• [Ziel der Aufgabe]:
Gib die folgenden Daten vollständig und Zeile für Zeile unverändert zurück.

═══ Verfügbare Daten ═══

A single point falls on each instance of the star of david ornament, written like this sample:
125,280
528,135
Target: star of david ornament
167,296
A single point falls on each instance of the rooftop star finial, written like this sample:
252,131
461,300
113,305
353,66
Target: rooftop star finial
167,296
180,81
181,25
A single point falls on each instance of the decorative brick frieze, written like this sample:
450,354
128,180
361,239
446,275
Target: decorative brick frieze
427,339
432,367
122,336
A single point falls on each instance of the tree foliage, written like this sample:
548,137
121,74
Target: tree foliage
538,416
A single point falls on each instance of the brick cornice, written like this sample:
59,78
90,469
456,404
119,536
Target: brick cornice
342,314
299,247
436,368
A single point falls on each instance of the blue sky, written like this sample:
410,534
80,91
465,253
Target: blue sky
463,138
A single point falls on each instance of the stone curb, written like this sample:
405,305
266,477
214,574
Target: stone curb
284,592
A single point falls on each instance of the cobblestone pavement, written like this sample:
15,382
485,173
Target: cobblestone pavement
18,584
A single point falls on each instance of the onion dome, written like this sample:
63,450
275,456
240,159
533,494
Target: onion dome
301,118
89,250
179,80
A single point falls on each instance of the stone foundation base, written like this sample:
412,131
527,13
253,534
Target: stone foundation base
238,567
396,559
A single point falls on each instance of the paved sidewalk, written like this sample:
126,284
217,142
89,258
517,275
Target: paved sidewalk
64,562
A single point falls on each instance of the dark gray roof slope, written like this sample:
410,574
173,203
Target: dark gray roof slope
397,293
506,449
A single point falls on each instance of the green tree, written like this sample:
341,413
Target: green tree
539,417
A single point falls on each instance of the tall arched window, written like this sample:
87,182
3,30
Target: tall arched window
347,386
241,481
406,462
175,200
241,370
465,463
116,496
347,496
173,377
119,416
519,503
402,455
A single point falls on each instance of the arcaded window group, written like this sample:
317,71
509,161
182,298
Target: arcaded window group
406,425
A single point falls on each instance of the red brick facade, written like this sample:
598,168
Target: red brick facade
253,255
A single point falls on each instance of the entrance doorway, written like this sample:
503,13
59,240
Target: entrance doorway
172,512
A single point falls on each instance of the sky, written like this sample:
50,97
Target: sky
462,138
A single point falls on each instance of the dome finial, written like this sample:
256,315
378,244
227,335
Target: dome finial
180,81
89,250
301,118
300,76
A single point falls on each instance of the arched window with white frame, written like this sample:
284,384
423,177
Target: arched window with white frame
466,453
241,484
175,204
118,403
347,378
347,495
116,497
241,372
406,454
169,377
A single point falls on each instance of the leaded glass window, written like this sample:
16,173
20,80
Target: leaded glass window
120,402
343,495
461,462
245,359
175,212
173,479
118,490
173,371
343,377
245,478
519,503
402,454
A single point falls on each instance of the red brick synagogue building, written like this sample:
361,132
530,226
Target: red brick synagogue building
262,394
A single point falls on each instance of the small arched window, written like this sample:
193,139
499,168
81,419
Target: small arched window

═══

• [Die Ausgabe]:
A single point falls on each instance of the star of david ornament, written like this sample:
125,280
528,135
Target: star of david ornament
167,296
A single point falls on each instance of the rooftop star finial, written like this sample:
252,131
461,300
113,305
353,66
Target: rooftop star finial
167,296
180,81
181,25
A single point falls on each instance of the decorative brick frieze, written like this sample:
450,354
128,180
361,239
446,275
Target: decorative brick frieze
427,339
432,367
122,336
A single point falls on each instance of the tree foliage, written like this sample:
548,137
121,74
Target: tree foliage
538,416
A single point falls on each instance of the brick cornice, written like this sample:
59,78
90,469
456,404
119,536
Target: brick cornice
342,314
299,247
436,368
A single point falls on each instance of the blue sky, written like this sample:
410,534
80,91
465,253
Target: blue sky
463,138
A single point falls on each instance of the stone curb, written like this sample:
405,305
266,477
214,574
Target: stone curb
284,592
A single point falls on each instance of the cobblestone pavement, written like this sample:
15,382
485,173
Target: cobblestone pavement
18,584
A single point falls on each instance of the onion dome, written like this sample:
63,450
275,456
240,159
533,494
Target: onion dome
301,118
89,250
179,80
A single point falls on each instance of the stone foundation base, written like this sample:
412,131
527,13
253,534
Target: stone foundation base
238,567
396,559
A single point falls on each instance of the paved sidewalk, written like this sample:
126,284
217,142
89,258
517,275
Target: paved sidewalk
64,562
A single point falls on each instance of the dark gray roof slope, written like this sample:
410,574
173,203
Target: dark gray roof slope
397,293
506,449
A single point falls on each instance of the green tree, written like this sample:
341,413
Target: green tree
539,417
A single point falls on each instance of the tall arched window, written like this sample:
87,182
3,30
Target: tall arched window
347,386
241,481
406,462
175,200
241,370
465,463
116,496
347,496
173,377
119,416
519,503
402,455
A single point falls on each instance of the arcaded window group, written like this sample:
317,71
509,161
182,298
Target: arcaded window group
406,425
A single point falls on each instance of the red brick facade, written like this sample:
598,168
Target: red brick facade
253,255
A single point falls on each instance of the entrance doorway, written like this sample:
503,13
59,240
Target: entrance doorway
172,512
A single point falls on each instance of the sky, written like this sample:
50,97
Target: sky
462,138
A single point falls on each instance of the dome finial, written like this sample:
256,315
378,244
227,335
Target: dome finial
180,81
89,250
301,118
300,76
A single point falls on each instance of the arched window with white frame, written like this sample:
284,384
423,177
Target: arched window with white frame
466,453
241,484
175,204
118,403
347,378
347,495
116,497
241,372
406,454
169,377
A single point falls on each instance of the leaded glass window, written like this sample:
16,173
20,80
Target: leaded glass window
120,402
343,495
461,462
245,359
175,212
173,479
118,490
173,371
343,377
245,478
519,503
402,454
A single point falls on each instance of the red brick synagogue building, written like this sample:
361,132
530,226
Target: red brick synagogue building
262,394
A single point falls on each instance of the small arched window, written like this sample:
193,139
499,168
81,419
Target: small arched window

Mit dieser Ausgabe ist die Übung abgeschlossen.